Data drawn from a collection
— BEGIN —

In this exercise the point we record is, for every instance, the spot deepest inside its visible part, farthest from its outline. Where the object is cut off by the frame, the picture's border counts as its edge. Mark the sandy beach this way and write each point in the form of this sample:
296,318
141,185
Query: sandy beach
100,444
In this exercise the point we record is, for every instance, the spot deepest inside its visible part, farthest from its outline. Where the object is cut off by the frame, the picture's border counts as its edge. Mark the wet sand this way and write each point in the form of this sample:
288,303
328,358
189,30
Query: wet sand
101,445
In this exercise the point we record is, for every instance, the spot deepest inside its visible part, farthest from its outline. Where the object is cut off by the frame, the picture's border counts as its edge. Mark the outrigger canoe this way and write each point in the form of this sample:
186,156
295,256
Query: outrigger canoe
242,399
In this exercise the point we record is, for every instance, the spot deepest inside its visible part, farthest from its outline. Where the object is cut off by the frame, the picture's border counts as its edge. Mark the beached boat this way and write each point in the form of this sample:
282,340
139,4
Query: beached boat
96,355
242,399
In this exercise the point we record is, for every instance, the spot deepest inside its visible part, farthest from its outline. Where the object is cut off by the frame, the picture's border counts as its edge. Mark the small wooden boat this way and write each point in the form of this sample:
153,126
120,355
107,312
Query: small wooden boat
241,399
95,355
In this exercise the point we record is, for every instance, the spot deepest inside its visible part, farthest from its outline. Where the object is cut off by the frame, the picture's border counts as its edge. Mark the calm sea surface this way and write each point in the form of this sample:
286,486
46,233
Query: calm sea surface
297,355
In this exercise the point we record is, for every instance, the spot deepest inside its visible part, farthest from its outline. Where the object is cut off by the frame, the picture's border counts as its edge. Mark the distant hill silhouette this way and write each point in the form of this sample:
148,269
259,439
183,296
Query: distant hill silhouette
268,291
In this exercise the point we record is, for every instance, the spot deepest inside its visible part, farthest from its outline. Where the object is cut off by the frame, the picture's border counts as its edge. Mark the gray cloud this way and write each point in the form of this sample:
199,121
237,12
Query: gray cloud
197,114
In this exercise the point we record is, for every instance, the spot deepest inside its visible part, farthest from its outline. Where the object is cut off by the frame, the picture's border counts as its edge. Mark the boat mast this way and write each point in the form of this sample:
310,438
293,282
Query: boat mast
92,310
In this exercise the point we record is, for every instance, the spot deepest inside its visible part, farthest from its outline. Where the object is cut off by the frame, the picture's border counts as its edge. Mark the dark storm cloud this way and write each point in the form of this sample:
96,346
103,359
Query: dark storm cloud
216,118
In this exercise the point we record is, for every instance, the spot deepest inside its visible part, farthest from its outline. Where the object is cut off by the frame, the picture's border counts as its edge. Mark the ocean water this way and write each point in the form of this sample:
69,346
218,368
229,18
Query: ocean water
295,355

— END —

* [TASK INSTRUCTIONS]:
Give all the records above as a Markdown table with two columns, Nr for the row number and Line for the line itself, and leave out any blank lines.

* [WRITTEN REPLY]:
| Nr | Line |
|---|---|
| 1 | In this exercise the point we record is, for every instance, the spot deepest inside its visible part, farthest from its outline. Where the object is cut off by the frame, the picture's border counts as its edge. Mark the sandy beach this way and write each point in the form of this sample: |
| 2 | 296,318 |
| 3 | 141,185 |
| 4 | Query: sandy beach |
| 5 | 100,444 |
| 6 | In this exercise the point we record is, for every instance, the spot deepest inside its visible part, farthest from its outline. Where the object is cut off by the frame, the picture's border counts as its edge. Mark the wet sand this way and write each point in the form of this sample: |
| 7 | 288,303 |
| 8 | 328,358 |
| 9 | 189,30 |
| 10 | Query: wet sand |
| 11 | 101,445 |
| 12 | In this exercise the point we record is, for every instance, the spot deepest inside its visible part, farthest from its outline. Where the object is cut off by the frame, the picture's border counts as its edge. Mark the outrigger canoe this way and write each point in the form of this sample: |
| 13 | 186,156 |
| 14 | 295,256 |
| 15 | Query: outrigger canoe |
| 16 | 242,399 |
| 17 | In this exercise the point we record is, for every instance, the spot deepest inside its visible part, farthest from its outline. Where the object is cut off by the frame, the picture's border counts as its edge. Mark the beached boat this way and write each point in the form of this sample: |
| 18 | 282,340 |
| 19 | 139,4 |
| 20 | Query: beached boat |
| 21 | 96,355 |
| 22 | 242,399 |
| 23 | In this exercise the point we record is, for every instance, the spot deepest inside its visible part, farthest from its outline. Where the object is cut off by the frame, the picture's border counts as its edge. Mark the small wooden boat this way and write each point in the form of this sample: |
| 24 | 153,126 |
| 25 | 120,355 |
| 26 | 107,312 |
| 27 | Query: small wooden boat |
| 28 | 241,399 |
| 29 | 95,355 |
| 30 | In this exercise the point we record is, for every instance, the spot deepest inside its visible part, farthest from its outline. Where the object is cut off by the frame, the picture's border counts as its edge. Mark the calm sea surface this way and write each point in the form of this sample: |
| 31 | 286,486 |
| 32 | 46,233 |
| 33 | Query: calm sea surface |
| 34 | 297,355 |
| 35 | In this exercise the point we record is, for every instance, the spot deepest inside its visible part, farthest from its outline. Where the object is cut off by the frame, the picture's border counts as its edge. Mark the distant hill silhouette this way and write each point in the form of this sample: |
| 36 | 148,269 |
| 37 | 259,439 |
| 38 | 183,296 |
| 39 | Query: distant hill silhouette |
| 40 | 268,291 |
| 41 | In this exercise the point we record is, for every instance, the spot deepest inside its visible part, farthest from its outline. Where the object is cut off by the frame, the picture's border counts as its edge. Mark the gray cloud this way and write each point in the form of this sample: |
| 42 | 199,121 |
| 43 | 237,12 |
| 44 | Query: gray cloud |
| 45 | 197,114 |
| 46 | In this exercise the point we record is, for every instance, the spot deepest inside its visible part, farthest from its outline. Where the object is cut off by the frame, the picture's border counts as its edge. Mark the boat mast this way and write each point in the form of this sample: |
| 47 | 310,438 |
| 48 | 293,282 |
| 49 | Query: boat mast |
| 50 | 92,310 |
| 51 | In this exercise the point we record is, for every instance, the spot deepest inside its visible part, farthest from its outline. Where the object is cut off by the frame, the picture's border counts as its edge. Mark the dark storm cloud this way and write each point in the form of this sample: |
| 52 | 96,346 |
| 53 | 103,359 |
| 54 | Query: dark storm cloud |
| 55 | 216,118 |
| 56 | In this exercise the point we record is, for every instance, the spot deepest inside its visible part, farthest from its outline. Where the object is cut off by the frame, the picture's border counts as its edge. Mark the ocean water this way and write each point in the form of this sample: |
| 57 | 69,346 |
| 58 | 218,368 |
| 59 | 229,18 |
| 60 | Query: ocean water |
| 61 | 295,355 |